--- Page ---
>> START
American Heritage® Dictionary of the English Language, Fourth Edition
- v. To hold or support while moving; bear: carried the baby in my arms; carrying a heavy backpack. See Synonyms at convey.
- v. To take from one place to another; transport: a train carrying freight; a courier carrying messages.
- v. Chiefly Southern U.S. To escort or accompany.
- v. To serve as a means for the conveyance of; transmit: pipes that carry waste water; a bridge that carries traffic between the two cities.
- v. To communicate; pass on: The news was carried by word of mouth to every settlement.
- v. To express or contain: harsh words that carried a threat of violence.
- v. To have (something) on the surface or skin; bear: carries scars from acne.
- v. To hold or be capable of holding: The tank carries 16 gallons when full.
- v. To support (a weight or responsibility).
- v. To support the weight or responsibility of: a beam that carries the floor; a student who carries a heavy course load.
- v. To keep or have on one's person: stopped carrying credit cards.
- v. To be pregnant with.
- v. To hold and move (the body or a part of it) in a particular way: carried her head proudly.
- v. To behave or conduct (oneself) in a specified manner.
- v. To extend or continue in space, time, or degree: carried the line to the edge of the page; carry a joke too far.
- v. To give impetus to; propel: The wind carried the ball over the fence.
- v. To take further; advance: carry a cause.
- v. To take or seize, especially by force; capture.
- v. To be successful in; win: lost the game but carried the match.
- v. To gain victory, support, or acceptance for: The motion was carried in a close vote.
- v. To win a majority of the votes in: Roosevelt carried all but two states in the 1936 presidential election.
- v. To gain the sympathy of; win over: The amateurs' enthusiasm carried the audience.
- v. To include or keep on a list: carried a dozen workers on the payroll.
- v. To have as an attribute or accompaniment: an appliance carrying a full-year guarantee.
- v. To involve as a condition, consequence, or effect: The crime carried a five-year sentence.
- v. To transfer from one place, as a column, page, or book, to another: carry a number in addition.
- v. To keep in stock; offer for sale: a store that carries a full line of electronic equipment.
- v. To keep in one's accounts as a debtor: carried the unemployed customer for 90 days.
- v. To maintain or support (one that is weaker or less competent, for example).
- v. To compensate for (a weaker member or partner) by one's performance.
- v. To place before the public; print or broadcast: The morning papers carried the story. The press conference was carried by all networks.
- v. To produce as a crop.
- v. To provide forage for (livestock): land that carries sheep.
- v. To sing (a melody, for example) on key: carry a tune.
- v. Nautical To be equipped with (a mast or sail).
- v. Sports To cover (a distance) or advance beyond (a point or object) in one golf stroke.
- v. Sports To control and advance (a ball or puck).
- v. Basketball Sports To palm (the ball) in violation of the rules.
>> END
--- Data extract ---
>> START
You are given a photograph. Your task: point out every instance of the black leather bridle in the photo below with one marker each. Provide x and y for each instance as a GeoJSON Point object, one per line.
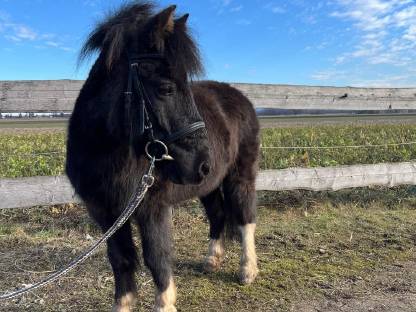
{"type": "Point", "coordinates": [135, 87]}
>> END
--- Task requirements ---
1. In the dictionary entry for "carry," which regional label marks the sense "To escort or accompany"?
2. Do these statements agree with the dictionary entry for "carry"? For each, answer yes or no and quote the deciding words. (a) The sense "To be equipped with (a mast or sail)" is labeled Nautical. (b) One example sentence has a crime carrying a ten-year sentence. (c) The example for winning a majority of votes mentions Roosevelt and the 1936 presidential election.
3. Please carry on with the dictionary entry for "carry," adding senses after its last one.

--- Answers for the exercise ---
1. Chiefly Southern U.S.

2.
(a) Yes: "Nautical To be equipped with (a mast or sail)."
(b) No: "The crime carried a five-year sentence."
(c) Yes: "Roosevelt carried all but two states in the 1936 presidential election."

3.
- v. To act as a bearer: teach a dog to fetch and carry.
- v. To be transmitted or conveyed: a voice that carries well.
- v. To admit of being transported: Unbalanced loads do not carry easily.
- v. To hold the neck and head in a certain way. Used of a horse.
- v. To be accepted or approved: The proposal carried by a wide margin.
- n. The act or process of carrying.
- n. A portage, as between two navigable bodies of water.
- n. The range of a gun or projectile.
- n. The distance traveled by a hurled or struck ball.
- n. Reach; projection: "a voice that had far more carry to it than at any time in the term thus far” ( Jimmy Breslin).
- n. Football An act of running with the ball from scrimmage: a carry of two yards.
- carry away To move or excite greatly: was carried away by desire.
- carry forward Accounting To transfer (an entry) to the next column, page, or book, or to another account.
- carry off To cause the death of: was carried off by a fever.
- carry off To handle successfully: carried off the difficult situation with aplomb.
- carry on To conduct; maintain: carry on a thriving business.
- carry on To engage in: carry on a love affair.
- carry on To continue without halting; persevere: carry on in the face of disaster.
- carry on To behave in an excited, improper, or silly manner.
- carry out To put into practice or effect: carry out a new policy.
- carry out To follow or obey: carry out instructions.
- carry out To bring to a conclusion; accomplish: carried out the mission successfully.
- carry over To transfer (an account) to the next column, page, or book relating to the same account.
- carry over To retain (merchandise or other goods) for a subsequent, usually the next, season.
- carry over To deduct (an unused tax credit or a loss, for example) for taxable income of a subsequent period.
- carry over To persist to another time or situation: The confidence gained in remedial classes carried over into the children's regular school work.
- carry through To accomplish; complete: carry a project through despite difficulties.
- carry through To survive; persist: prejudices that have carried through over the centuries.
- carry through To enable to endure; sustain: a faith that carried them through the ordeal.
- idiom. a To feel a painful unreciprocated love: still carrying a torch for an old sweetheart.
- idiom. carry the ball Informal To assume the leading role; do most of the work.
- idiom. carry the day To be victorious; win.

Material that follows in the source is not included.